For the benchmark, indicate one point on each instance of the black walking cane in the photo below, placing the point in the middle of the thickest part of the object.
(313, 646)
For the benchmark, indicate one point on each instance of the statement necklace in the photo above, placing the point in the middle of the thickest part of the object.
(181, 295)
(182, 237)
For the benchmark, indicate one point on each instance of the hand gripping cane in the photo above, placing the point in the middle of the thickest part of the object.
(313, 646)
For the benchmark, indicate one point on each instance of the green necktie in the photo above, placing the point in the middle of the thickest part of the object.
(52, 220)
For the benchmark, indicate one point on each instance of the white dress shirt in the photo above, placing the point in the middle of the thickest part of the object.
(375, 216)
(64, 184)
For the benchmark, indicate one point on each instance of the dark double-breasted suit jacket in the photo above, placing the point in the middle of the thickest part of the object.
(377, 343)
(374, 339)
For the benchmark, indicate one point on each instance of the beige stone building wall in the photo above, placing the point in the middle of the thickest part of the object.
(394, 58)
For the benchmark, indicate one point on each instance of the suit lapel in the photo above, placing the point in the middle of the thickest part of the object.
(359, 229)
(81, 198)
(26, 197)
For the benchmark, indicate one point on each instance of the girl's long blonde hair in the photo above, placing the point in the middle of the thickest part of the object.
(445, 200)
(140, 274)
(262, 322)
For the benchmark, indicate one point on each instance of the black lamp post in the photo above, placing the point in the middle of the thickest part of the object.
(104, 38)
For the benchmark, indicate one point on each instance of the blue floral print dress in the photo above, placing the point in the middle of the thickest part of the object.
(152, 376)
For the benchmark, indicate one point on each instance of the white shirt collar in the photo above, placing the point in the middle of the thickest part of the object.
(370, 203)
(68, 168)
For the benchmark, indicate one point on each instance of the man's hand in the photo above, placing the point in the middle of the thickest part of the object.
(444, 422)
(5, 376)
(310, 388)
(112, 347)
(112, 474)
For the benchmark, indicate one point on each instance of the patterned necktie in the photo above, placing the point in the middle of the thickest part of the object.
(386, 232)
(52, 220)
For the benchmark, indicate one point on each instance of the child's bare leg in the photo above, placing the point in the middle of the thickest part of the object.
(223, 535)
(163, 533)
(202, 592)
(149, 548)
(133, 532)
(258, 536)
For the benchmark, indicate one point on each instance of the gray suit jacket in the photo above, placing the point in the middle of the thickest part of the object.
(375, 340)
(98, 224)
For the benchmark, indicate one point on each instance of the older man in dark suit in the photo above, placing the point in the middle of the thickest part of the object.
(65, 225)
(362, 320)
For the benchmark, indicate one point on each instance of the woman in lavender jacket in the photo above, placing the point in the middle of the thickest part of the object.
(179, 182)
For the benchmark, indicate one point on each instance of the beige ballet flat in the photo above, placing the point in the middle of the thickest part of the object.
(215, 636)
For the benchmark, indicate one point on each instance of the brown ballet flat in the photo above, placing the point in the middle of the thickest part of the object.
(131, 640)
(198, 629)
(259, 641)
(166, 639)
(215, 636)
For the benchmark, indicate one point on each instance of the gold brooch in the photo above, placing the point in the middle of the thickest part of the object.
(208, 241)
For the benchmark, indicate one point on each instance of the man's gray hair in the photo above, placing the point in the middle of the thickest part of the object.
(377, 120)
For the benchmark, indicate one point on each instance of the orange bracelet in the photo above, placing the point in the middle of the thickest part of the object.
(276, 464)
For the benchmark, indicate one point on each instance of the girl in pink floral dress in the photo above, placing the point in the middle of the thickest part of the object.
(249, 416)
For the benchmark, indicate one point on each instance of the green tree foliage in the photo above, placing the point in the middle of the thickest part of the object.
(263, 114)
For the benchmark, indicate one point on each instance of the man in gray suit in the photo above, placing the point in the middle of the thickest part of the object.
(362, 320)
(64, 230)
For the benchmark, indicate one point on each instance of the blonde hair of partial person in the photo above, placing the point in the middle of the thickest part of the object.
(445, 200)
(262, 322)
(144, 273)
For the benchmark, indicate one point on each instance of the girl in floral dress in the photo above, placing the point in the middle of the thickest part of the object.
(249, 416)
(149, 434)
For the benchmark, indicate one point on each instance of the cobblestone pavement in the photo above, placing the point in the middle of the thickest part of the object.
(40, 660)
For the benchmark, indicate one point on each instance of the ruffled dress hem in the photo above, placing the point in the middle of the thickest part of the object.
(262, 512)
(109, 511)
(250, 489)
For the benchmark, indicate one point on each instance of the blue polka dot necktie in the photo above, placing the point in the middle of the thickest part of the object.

□ □ □ □

▸ Yang Harus Dilakukan:
Salin persis baris-baris materi di atas, mulai dari baris yang memuat "of the orange" sampai baris terakhir materi. Baris awal dan baris terakhir itu ikut disalin.

▸ Hasil Tugas:
For the benchmark, indicate one point on each instance of the orange bracelet in the photo above, placing the point in the middle of the thickest part of the object.
(276, 464)
For the benchmark, indicate one point on each instance of the girl in pink floral dress in the photo above, placing the point in the middle of the thickest part of the object.
(249, 416)
For the benchmark, indicate one point on each instance of the green tree foliage in the photo above, placing the point in the middle of the thickest part of the object.
(263, 114)
For the benchmark, indicate one point on each instance of the man in gray suit in the photo above, placing the point in the middle of the thickest part of the object.
(362, 320)
(64, 230)
For the benchmark, indicate one point on each instance of the blonde hair of partial person in the photo above, placing the point in the middle of the thickest part of the object.
(445, 200)
(262, 322)
(144, 273)
For the benchmark, indicate one point on each instance of the girl in floral dress in the photo above, placing the point in the middle of the thickest part of the object.
(249, 416)
(149, 434)
For the benchmark, indicate one point on each instance of the cobblestone pavement in the photo above, placing the point in the middle of the thickest part of the object.
(40, 660)
For the benchmark, indicate one point on each instance of the ruffled dress hem in the photo above, placing the point in the middle of the thickest part of the object.
(262, 512)
(109, 511)
(250, 489)
For the benchmark, indicate one point on each instance of the blue polka dot necktie in the photo above, placing the point in the middle of the thickest part of the object.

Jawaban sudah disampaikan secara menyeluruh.